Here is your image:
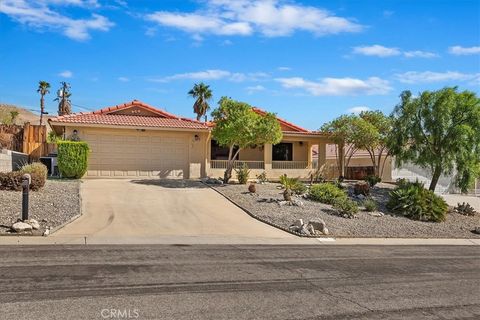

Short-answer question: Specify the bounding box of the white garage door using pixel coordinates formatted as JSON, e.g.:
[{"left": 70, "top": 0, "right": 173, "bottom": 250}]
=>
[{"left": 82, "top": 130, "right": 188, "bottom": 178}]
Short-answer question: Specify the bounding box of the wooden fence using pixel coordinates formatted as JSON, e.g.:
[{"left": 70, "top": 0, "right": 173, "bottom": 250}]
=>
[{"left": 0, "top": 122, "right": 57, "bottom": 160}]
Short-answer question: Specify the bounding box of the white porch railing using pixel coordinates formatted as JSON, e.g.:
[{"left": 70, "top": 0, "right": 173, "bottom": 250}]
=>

——————

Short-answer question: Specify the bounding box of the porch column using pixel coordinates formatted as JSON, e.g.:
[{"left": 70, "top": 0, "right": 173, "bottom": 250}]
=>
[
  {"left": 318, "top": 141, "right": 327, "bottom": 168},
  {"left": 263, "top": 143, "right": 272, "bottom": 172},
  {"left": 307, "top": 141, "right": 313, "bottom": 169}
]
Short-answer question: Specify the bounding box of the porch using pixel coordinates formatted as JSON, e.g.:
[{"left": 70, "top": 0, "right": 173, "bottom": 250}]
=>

——————

Problem description: Filter the items above, keeping every line that contains the string "white". Matching is case-sensitive.

Task output:
Short-answer question: Specify the bounding box of the white garage door using pixel coordinates formatted as JSON, e.g.:
Short-answer question: Specify the bounding box of the white porch railing using pixel coordinates formatted as JSON, e.g.:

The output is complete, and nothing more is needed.